WRITTEN EXERCISE 1. In the NIF fusion report, how many laser beams are fired into the hohlraum?
WRITTEN EXERCISE 2. Using the NIF fusion report, state whether each statement agrees with it. Answer yes or no, and quote the deciding words. (a) The hohlraum holds a spherical target filled with deuterium and tritium. (b) The test shots last fall used targets filled with deuterium and tritium. (c) The experiments were described in the print edition of the journal Nature.
WRITTEN EXERCISE 3. Reproduce word for word the part of the NIF fusion report that opens with the words containing "The interplay between" and closes with "later this year.".

Jan 30 2010
The first experiments at Lawrence Livermore National Laboratory’s National Ignition Facility (NIF) have demonstrated a unique physics effect that bodes well for NIF’s success in generating a self-sustaining nuclear fusion reaction.
In inertial confinement fusion (ICF) experiments on NIF, the energy of 192 powerful laser beams is fired into a pencil-eraser-sized cylinder called a hohlraum, which contains a tiny spherical target filled with deuterium and tritium, two isotopes of hydrogen. Rocket-like compression of the fuel capsule forces the hydrogen nuclei to combine, or fuse, releasing many times more energy than the laser energy that was required to spark the reaction. Fusion energy is what powers the sun and stars.
The interplay between NIF’s high-energy laser beams and the hot plasma in NIF fusion targets, known as laser-plasma interactions, or LPI, has long been regarded as a major challenge in ICF research because of the tendency to scatter the laser beams and dissipate their energy. But during a series of test shots using helium- and hydrogen-filled targets last fall, NIF researchers were able to use LPI effects to their advantage to adjust the energy distribution of NIF’s laser beams.
The experiments, described in an article in today’s edition of Science Express, the online version of the journal Science, resulted in highly symmetrical compression of simulated fuel capsules – a requirement for NIF to achieve its goal of fusion ignition and energy gain when ignition experiments begin later this year.
“Laser-plasma interactions are an instability, and in many cases they can surprise you,” said ICF Program Director Brian MacGowan. “However, we showed in the experiments that we could use laser-plasma interactions to transfer energy and actually control symmetry in the hohlraum. Overall, we didn’t find any pathological problem with laser-plasma interactions that would prevent us generating a hohlraum suitable for ignition.”

DATA SUPPLIED.
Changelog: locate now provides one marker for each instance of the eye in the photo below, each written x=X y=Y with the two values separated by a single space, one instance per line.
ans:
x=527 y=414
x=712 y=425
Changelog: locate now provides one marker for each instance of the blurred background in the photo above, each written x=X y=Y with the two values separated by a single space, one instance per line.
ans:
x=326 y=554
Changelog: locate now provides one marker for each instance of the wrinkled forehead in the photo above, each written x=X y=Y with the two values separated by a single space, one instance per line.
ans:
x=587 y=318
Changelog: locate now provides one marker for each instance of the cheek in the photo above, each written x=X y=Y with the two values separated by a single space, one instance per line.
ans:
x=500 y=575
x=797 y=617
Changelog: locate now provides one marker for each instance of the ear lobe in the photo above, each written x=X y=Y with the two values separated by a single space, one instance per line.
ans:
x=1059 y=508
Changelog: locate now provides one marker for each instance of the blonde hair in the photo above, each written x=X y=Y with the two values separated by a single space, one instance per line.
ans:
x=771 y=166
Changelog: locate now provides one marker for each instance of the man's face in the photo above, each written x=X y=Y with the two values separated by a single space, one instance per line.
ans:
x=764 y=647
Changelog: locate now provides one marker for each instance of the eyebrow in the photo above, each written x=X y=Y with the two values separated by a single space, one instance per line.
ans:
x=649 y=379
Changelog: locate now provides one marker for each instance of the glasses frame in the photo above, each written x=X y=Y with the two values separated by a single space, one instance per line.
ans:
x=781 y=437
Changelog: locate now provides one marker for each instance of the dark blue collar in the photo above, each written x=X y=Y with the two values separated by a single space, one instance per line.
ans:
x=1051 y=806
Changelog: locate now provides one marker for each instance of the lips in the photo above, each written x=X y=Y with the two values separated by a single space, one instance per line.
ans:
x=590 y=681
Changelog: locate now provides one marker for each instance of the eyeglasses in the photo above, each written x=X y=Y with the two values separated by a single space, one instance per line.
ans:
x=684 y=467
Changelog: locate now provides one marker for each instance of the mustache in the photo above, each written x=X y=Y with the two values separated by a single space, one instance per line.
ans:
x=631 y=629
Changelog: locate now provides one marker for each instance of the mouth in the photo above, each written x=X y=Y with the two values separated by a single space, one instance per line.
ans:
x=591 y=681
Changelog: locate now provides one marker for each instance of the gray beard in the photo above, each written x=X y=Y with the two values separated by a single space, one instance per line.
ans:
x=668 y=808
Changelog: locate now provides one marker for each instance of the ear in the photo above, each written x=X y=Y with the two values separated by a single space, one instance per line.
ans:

FINAL ANSWER 1. 192 laser beams.

FINAL ANSWER 2.
(a) Yes: "which contains a tiny spherical target filled with deuterium and tritium"
(b) No: "using helium- and hydrogen-filled targets last fall"
(c) No: "Science Express, the online version of the journal Science"

FINAL ANSWER 3.
The interplay between NIF’s high-energy laser beams and the hot plasma in NIF fusion targets, known as laser-plasma interactions, or LPI, has long been regarded as a major challenge in ICF research because of the tendency to scatter the laser beams and dissipate their energy. But during a series of test shots using helium- and hydrogen-filled targets last fall, NIF researchers were able to use LPI effects to their advantage to adjust the energy distribution of NIF’s laser beams.
The experiments, described in an article in today’s edition of Science Express, the online version of the journal Science, resulted in highly symmetrical compression of simulated fuel capsules – a requirement for NIF to achieve its goal of fusion ignition and energy gain when ignition experiments begin later this year.